Answer these questions from the text on Pius IX and the Papal States:
1. On what date was Papal Infallibility declared?
2. Who crowned Charlemagne "Emperor of the Romans", and on what date?
3. By what agreement, and on what date, was the sovereign State of Vatican City created?

-- Start of Excerpt to read --

As an interesting footnote, can any conclusions regarding how his papacy was viewed by his successors be drawn from the fact that, of the 10 popes who have followed Pius IX, 3 have chosen Pius as their ponifical names — Pius X (Giuseppe Sarto) 4 VIII 1903 - 20 VIII 1914; Pius XI (Achille Ratti) 6 II 1922 - 10 II 1939; and Pius XII (Eugenio Pacelli) 2.III.1939 - 9.X.1958 — all three having been elevated within 61 years of the death of Pius IX?
For those readers unfamiliar with the immediately surrounding circumstances of the Roman Pope, the following very brief outline is offered. In short, the circumstances could hardly have been worse. Some would argue that one can not understand the pronouncements of Vatican I without understanding these conditions. It was during Pope Pius IX's reign that the popes finally lost sovereignty and control over the Papal States, which the popes had ruled in varying degrees of completeness as temporal princes since the Donation of Pepin in 751/754-56, when the Frankish King Pepin the Short, father of Charlemagne, donated to the Church vast territories in central Italy which had just been won through war from the Lombards, who themselves had only recently acquired them from the conquered Exarchate of Ravenna, the main seat of Eastern Roman Emperor's government in Italy. Perhaps one can guess how much the Eastern Orthodox to this day appreciate this notion of the Donation of Pepin. On 25 December 800 Pope Leo III crowned Charlemagne "Emperor of the Romans". Looking forward 1100 years to Pope Pius IX's reign, Europe had been in revolutionary turmoil on and off for more than half a century since the French Revolution. The forces of Italian nationalism encompassed his entire reign. Having lost sovereignty over most of the Papal States a decade earlier, after the Franco-Prussian War began on 19 July 1870, Napoleon III withdrew the French garrison from Rome which had been protecting Pius IX, and the Italian people wanted King Victor Emmanuel II to take Rome. Pius IX having refused an offer to allow the forces of the Italian Army to enter Rome peacefully, Italy declared war on the Papal States on 10 September 1870! Rome was captured on 20 September 1870 and later annexed to Italy. For 58 years from then until the creation on 11 February 1929 of the sovereign State of Vatican City by the Lateran Treaty and Concordat (signed for King Victor Emmanuel III by Prime Minster Benito Mussolini), the popes, beginning with Pius IX who was to reign for 7 more years, were "prisoners" in the Vatican. But getting back to the main point:
- Papal Infallibility is declared on 18 July 1870;
- Franco-Prussian War begins on 19 July 1870;
- Italy declares war on the Papal States — Italy declares war on the Pope! — on 10 September 1870;
- On 20 September 1870 Pope Pius IX ceases to be a temporal King, he is the last Bishop of Rome to rule territories, which had been part of what the popes had been doing since 751 and actually for centuries before that**: raising taxes, enforcing justice, going to war against other Christian states, commanding Christians to kill other Christians. The reader can decide for her/himself whether this loss of sovereignty over territory by the Churchmen claiming spiritual leadership over the Christian world was in fact a loss or a deliverance from a circumstance which never should have existed in the first place. An anomaly lasting 1119 years? In September of 1870 Pope Pius IX had ordered his tiny forces to fight the Italian Army. Rome was to be taken by force and not from consent.

-- End of Excerpt to read --
-- Start of Dataset extract --

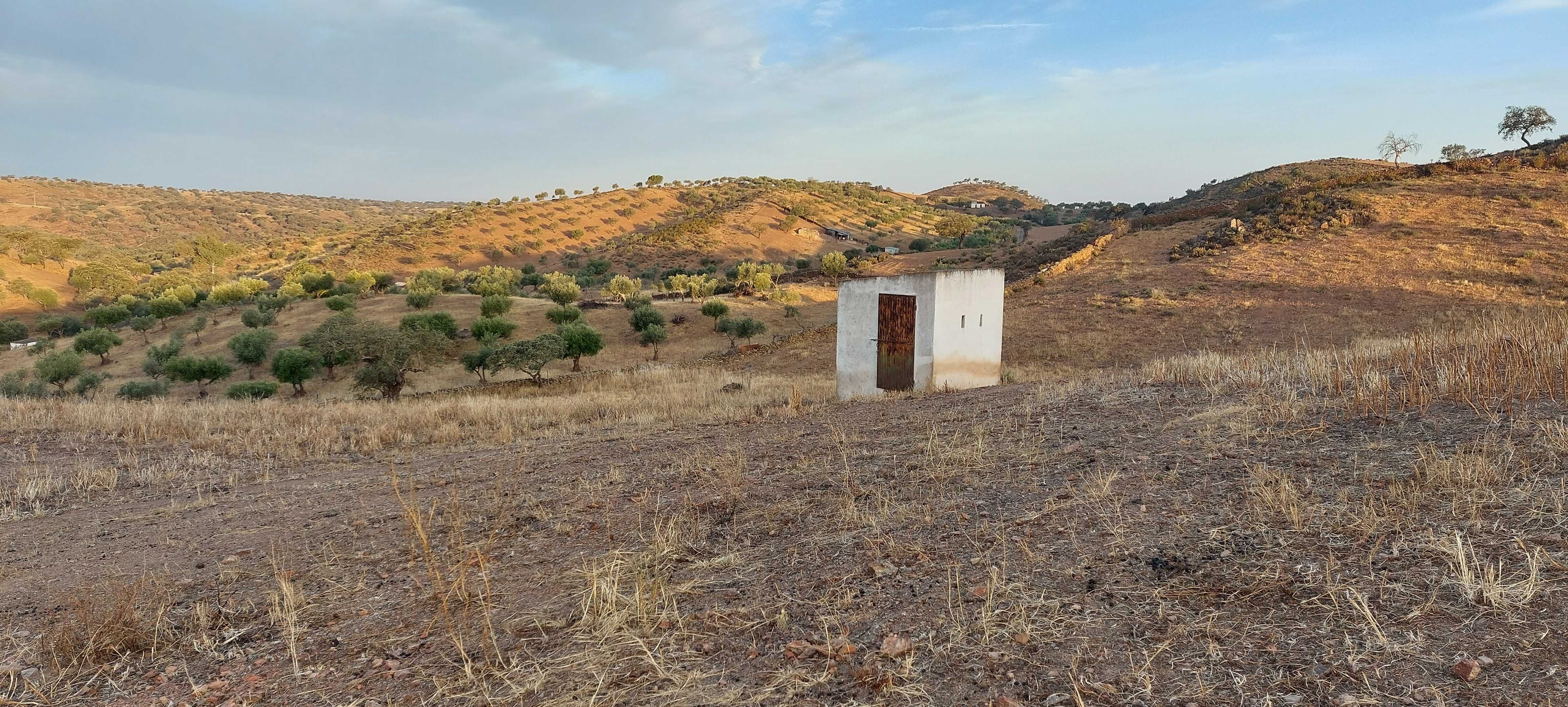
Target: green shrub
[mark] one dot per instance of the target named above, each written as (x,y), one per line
(477,361)
(647,316)
(653,336)
(491,328)
(59,325)
(421,299)
(96,342)
(564,314)
(579,341)
(258,319)
(295,366)
(107,316)
(438,322)
(13,385)
(59,369)
(143,391)
(87,385)
(741,328)
(200,370)
(12,331)
(494,305)
(716,311)
(252,347)
(253,391)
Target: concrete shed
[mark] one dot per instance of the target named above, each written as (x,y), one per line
(927,331)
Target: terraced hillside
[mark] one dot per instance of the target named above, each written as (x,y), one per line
(639,231)
(107,215)
(987,192)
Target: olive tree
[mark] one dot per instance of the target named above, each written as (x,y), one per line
(741,328)
(623,287)
(143,391)
(96,342)
(1522,123)
(716,311)
(562,289)
(1396,147)
(494,305)
(647,316)
(203,370)
(835,266)
(579,341)
(143,325)
(393,355)
(564,314)
(256,319)
(252,349)
(295,366)
(335,342)
(59,369)
(529,357)
(653,336)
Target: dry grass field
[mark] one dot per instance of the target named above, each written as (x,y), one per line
(1380,524)
(1322,469)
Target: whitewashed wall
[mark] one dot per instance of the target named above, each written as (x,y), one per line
(966,347)
(953,347)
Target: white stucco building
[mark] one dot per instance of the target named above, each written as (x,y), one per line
(927,331)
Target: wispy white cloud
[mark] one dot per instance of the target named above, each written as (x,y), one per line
(1520,7)
(827,12)
(999,26)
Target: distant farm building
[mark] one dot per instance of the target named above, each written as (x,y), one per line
(927,331)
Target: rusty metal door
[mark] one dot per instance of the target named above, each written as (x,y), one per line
(896,342)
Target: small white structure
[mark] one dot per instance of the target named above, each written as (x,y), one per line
(927,331)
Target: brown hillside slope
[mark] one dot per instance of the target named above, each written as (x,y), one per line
(985,192)
(1437,248)
(1274,179)
(1130,541)
(719,222)
(110,215)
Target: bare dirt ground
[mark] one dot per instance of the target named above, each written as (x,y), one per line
(1026,544)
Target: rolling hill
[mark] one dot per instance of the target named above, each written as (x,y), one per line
(987,192)
(137,217)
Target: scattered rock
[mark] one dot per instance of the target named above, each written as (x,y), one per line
(894,647)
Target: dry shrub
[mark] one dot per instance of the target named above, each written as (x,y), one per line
(104,622)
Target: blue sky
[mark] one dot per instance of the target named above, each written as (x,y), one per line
(471,99)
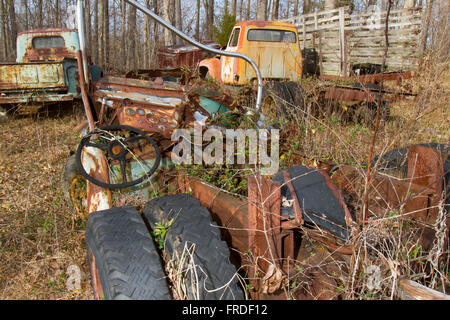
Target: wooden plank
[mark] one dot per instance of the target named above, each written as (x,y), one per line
(380,26)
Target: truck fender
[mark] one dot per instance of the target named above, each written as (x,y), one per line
(210,66)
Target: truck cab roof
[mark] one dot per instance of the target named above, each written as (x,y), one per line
(52,44)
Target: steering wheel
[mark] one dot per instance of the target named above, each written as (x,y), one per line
(121,145)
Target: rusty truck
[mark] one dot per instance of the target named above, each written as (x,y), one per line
(199,241)
(45,71)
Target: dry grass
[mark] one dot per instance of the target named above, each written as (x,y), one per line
(39,239)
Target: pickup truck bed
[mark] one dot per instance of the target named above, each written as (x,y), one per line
(34,82)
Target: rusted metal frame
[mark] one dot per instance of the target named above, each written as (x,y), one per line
(206,48)
(298,213)
(92,159)
(102,88)
(371,78)
(418,194)
(84,95)
(270,244)
(39,99)
(349,221)
(147,84)
(346,94)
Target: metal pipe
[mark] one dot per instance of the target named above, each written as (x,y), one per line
(204,47)
(81,40)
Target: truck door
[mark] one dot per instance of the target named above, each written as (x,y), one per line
(229,65)
(274,51)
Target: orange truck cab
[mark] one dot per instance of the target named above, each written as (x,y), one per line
(272,45)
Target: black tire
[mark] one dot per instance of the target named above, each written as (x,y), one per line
(4,117)
(70,172)
(192,224)
(395,162)
(126,258)
(74,191)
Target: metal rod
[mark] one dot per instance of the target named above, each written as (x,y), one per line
(82,41)
(204,47)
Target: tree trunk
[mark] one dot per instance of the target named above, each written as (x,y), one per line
(40,15)
(95,42)
(131,38)
(156,24)
(101,32)
(261,10)
(426,25)
(88,25)
(147,38)
(4,33)
(179,22)
(25,11)
(288,8)
(296,8)
(240,10)
(57,17)
(330,4)
(275,9)
(167,17)
(105,24)
(197,22)
(123,44)
(13,29)
(306,6)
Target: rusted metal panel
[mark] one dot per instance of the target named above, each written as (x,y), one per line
(25,76)
(181,56)
(418,194)
(35,98)
(153,106)
(276,59)
(372,78)
(27,51)
(94,163)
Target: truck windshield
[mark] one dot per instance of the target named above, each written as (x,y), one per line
(234,37)
(48,42)
(267,35)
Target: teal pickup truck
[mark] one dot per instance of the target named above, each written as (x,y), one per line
(45,70)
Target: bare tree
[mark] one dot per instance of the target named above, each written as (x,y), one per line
(105,24)
(296,3)
(178,21)
(197,21)
(233,7)
(96,34)
(25,10)
(307,6)
(426,25)
(275,9)
(4,27)
(123,42)
(131,45)
(167,16)
(261,10)
(13,26)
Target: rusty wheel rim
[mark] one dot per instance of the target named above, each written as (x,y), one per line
(269,108)
(77,195)
(96,282)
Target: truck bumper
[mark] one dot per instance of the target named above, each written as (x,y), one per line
(30,99)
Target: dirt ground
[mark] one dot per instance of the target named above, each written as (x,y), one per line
(42,248)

-- End of Dataset extract --

#### Exercise result:
1. 18 July 1870
2. Pope Leo III, on 25 December 800
3. The Lateran Treaty and Concordat, on 11 February 1929